*DATA EXCERPTS*
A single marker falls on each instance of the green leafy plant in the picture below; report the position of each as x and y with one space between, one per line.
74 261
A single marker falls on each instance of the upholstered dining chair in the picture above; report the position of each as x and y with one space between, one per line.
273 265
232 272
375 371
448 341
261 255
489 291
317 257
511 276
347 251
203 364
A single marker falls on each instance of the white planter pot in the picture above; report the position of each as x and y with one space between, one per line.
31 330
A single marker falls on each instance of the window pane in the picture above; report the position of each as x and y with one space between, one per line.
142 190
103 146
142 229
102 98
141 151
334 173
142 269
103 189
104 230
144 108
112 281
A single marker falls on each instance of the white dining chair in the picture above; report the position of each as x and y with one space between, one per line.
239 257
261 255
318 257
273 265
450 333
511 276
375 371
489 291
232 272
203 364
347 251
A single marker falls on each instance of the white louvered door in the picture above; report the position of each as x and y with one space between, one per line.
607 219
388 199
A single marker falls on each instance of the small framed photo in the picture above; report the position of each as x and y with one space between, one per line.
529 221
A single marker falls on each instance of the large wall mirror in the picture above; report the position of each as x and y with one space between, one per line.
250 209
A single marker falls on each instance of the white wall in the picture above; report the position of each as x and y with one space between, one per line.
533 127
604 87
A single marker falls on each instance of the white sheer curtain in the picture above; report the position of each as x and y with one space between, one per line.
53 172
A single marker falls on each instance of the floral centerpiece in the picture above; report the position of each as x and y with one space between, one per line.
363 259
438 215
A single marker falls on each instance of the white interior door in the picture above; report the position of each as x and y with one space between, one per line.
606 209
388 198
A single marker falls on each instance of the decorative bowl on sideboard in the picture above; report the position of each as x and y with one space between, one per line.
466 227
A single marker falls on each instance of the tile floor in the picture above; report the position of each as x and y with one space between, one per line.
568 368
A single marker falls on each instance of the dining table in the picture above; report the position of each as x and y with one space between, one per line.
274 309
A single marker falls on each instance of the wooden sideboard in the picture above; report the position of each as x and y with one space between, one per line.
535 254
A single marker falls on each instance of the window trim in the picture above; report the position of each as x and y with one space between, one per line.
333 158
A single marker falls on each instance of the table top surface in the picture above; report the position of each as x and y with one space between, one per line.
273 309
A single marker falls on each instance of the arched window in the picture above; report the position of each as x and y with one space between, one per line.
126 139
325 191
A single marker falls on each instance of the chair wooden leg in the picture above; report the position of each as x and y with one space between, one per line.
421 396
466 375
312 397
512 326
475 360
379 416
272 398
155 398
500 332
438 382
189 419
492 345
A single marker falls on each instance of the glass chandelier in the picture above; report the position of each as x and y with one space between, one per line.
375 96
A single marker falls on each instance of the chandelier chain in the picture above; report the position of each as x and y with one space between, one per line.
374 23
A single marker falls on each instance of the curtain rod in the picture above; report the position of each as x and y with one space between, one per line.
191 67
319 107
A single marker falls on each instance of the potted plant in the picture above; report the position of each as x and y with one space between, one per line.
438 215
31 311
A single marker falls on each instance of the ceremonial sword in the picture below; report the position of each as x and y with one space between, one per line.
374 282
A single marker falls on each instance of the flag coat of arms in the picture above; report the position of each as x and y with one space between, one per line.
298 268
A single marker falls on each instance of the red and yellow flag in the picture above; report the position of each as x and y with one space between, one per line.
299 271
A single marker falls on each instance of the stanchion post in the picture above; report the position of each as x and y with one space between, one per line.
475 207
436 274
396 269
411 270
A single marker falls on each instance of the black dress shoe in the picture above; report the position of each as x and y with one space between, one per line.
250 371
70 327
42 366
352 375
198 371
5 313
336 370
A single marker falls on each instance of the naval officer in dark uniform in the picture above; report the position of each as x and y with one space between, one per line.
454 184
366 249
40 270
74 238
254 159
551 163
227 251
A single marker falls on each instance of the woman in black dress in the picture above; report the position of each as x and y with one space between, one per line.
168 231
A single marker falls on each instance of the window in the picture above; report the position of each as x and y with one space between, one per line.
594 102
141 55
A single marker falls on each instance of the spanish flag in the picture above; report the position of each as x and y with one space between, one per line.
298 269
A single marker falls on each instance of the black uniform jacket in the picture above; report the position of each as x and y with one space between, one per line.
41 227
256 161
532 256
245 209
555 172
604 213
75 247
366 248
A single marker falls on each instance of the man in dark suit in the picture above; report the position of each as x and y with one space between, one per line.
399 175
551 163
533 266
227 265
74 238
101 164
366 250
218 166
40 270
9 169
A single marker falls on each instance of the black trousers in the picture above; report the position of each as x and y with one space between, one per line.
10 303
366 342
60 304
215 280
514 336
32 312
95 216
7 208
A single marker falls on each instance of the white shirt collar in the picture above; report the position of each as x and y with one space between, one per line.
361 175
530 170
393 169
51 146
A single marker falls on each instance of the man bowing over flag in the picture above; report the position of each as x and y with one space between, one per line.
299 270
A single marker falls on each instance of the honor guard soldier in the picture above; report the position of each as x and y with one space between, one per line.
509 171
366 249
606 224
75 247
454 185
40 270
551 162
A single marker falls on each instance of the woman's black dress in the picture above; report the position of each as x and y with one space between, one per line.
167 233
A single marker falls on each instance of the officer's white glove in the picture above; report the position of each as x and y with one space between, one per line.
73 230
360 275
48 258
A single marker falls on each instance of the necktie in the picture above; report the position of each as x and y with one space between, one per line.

*AIM OF THE EXERCISE*
Copy all of the data exactly.

*FINAL RESULT*
A single marker falls on each instance of the green leafy plant in the picture below; report the position of each as x and y with one space between, one per line.
74 261
A single marker falls on each instance of the upholstered dining chair in the picture above; report the position of each as x and y with one space between, one per line.
273 265
232 272
375 371
448 341
261 255
489 291
317 257
511 276
347 251
203 364
A single marker falls on each instance of the white planter pot in the picture above; report the position of each as x and y with one space between, one per line.
31 330
A single marker falls on each instance of the window pane in the picture above; report the position of each as x and y with one space between, one per line.
142 190
103 146
142 229
102 98
141 151
334 173
142 269
103 189
104 230
144 108
112 281
A single marker falls on each instance of the white dining chair in the picture above; report the position of each as x and y with one space between, one per line.
239 257
261 255
318 257
273 265
450 333
511 276
375 371
489 291
232 272
203 364
347 251
A single marker falls on each instance of the white louvered door in the picture above; report the position of each as x and y with one space between, one per line.
607 219
388 199
A single marker falls on each instance of the small framed photo in the picture above; report the position of each as x and y with one space between, one per line.
529 221
A single marker falls on each instance of the large wall mirror in the picture above; report the position of each as x and y with one space between, one per line.
250 209
A single marker falls on each instance of the white wall in the picture above; report the position of each as x and y with one space between, one per line.
533 127
604 87
A single marker falls on each instance of the white sheer curtain in the picture above; report the position of each as x and y with one space between, one per line.
53 172
A single marker falls on each instance of the floral centerpiece in the picture above; report the position of each as x and y with one space between, one per line.
363 259
438 215
A single marker falls on each instance of the white interior door in the picture above; report the position of each as x and y with one space between, one per line.
606 209
388 198
A single marker falls on each instance of the decorative bowl on sideboard in the picture above; report the position of each as x and y with one space between, one per line.
466 227
A single marker falls on each instance of the tile floor in the picture above; report the position of each as x and y with one space between, one per line.
568 368
A single marker falls on each instance of the dining table in the picture above; report the position of each as x and y with one space between, one per line.
274 309
A single marker falls on each instance of the wooden sideboard in the picture above; report the position of each as x and y with one space between, one per line.
535 254
A single marker falls on each instance of the window trim in the picture above; report the position of each as x and y with one space between, one per line.
333 158
A single marker falls on each instance of the table top surface in the picture above; report the position of each as x and y with one space between, one per line.
273 309
A single marker falls on each instance of the arched window in the picture above; report the position of each as x and y with one space between, one per line.
126 139
325 191
A single marker falls on each instance of the chair wooden leg in the picture above; report the position of each as x and y with one space between, one per line.
421 396
466 375
312 397
512 326
475 360
379 416
272 398
155 398
500 332
438 382
189 419
492 345
A single marker falls on each instance of the glass chandelier in the picture above; report the position of each as x and y with one space between, one per line.
375 96
A single marker falls on each instance of the chandelier chain in the picture above; report the position of each as x and y with one space between, one per line.
374 23
A single marker falls on each instance of the curtain rod in the picture above; report the position of each as x and y with one space between, one per line.
191 67
319 107
A single marker falls on each instance of the potted plant in the picture above; report the position of each as x and y with one space between, one per line.
438 215
31 311
A single marker falls on each instance of the ceremonial sword in the picture below; report the position of each as x and y with one space between, one per line.
374 282
A single marker falls on each instance of the flag coat of arms in the picture above; report the position of each as x and y with one space between, one per line.
298 268
A single marker falls on each instance of the red and yellow flag in the picture above; report the position of each as x and y with one space between, one per line.
299 271
A single marker falls on each instance of the stanchion post in the picture above; report the position of each as x and y with one space between, one per line.
475 207
436 274
396 269
411 270
A single marker falls on each instance of the black dress shoe in the picture above; report the position of each as x and y with one space between, one per line.
250 371
70 327
42 366
352 375
198 371
5 313
336 370
A single marker falls on each instance of the naval officer in dark uniform in the picture above; report the position of each as x and y with one space between, one per line.
454 184
366 249
40 270
74 238
254 159
551 163
227 251
A single marker falls on each instance of the woman in black dress in the picture above; report the position of each as x and y with one space between, one per line.
168 231
A single marker falls on each instance of the window in the picture above; report the position of each as x and y with one space between, one per line.
594 102
141 55
A single marker falls on each instance of the spanish flag in the picture above; report the position of each as x and y with one space between, one per line.
298 269
A single marker falls on each instance of the black uniform jacket in the picture above; report the position of each as x and y with one space between, one per line.
41 227
256 161
532 256
245 209
555 172
604 213
75 247
366 248
A single marker falls on each instance of the man in dark suit in the picture above; report the position of each as x and y with one space between, one per line.
399 175
551 163
533 266
227 265
74 238
101 164
366 250
218 166
40 270
9 169
A single marker falls on each instance of the black trousers in the picture above; report the position of each as x and y with one space between, one per line.
10 303
366 342
60 304
215 280
514 336
32 312
95 216
7 208
A single marker falls on each instance of the white shirt collar in the picture above; report the position of each as x and y with one space between, one per line.
361 175
530 170
393 169
51 146
A single marker falls on each instance of the man bowing over flag in the picture above; report the position of each as x and y with one space between, one per line.
299 270
A single marker falls on each instance of the honor guard soldier in the picture above; report the position of each as x and y with one space between, one per line.
509 171
366 249
606 224
75 247
454 185
40 270
551 162
A single marker falls on each instance of the woman's black dress in the picture above; report the position of each as x and y with one space between, one per line.
167 233
A single marker falls on each instance of the officer's white glove in the picture above; report the position of each as x and y with one space between, one per line.
73 230
360 275
48 258
A single marker falls on each instance of the necktie in the picture above; report the position of each as x and y with one space between, one per line.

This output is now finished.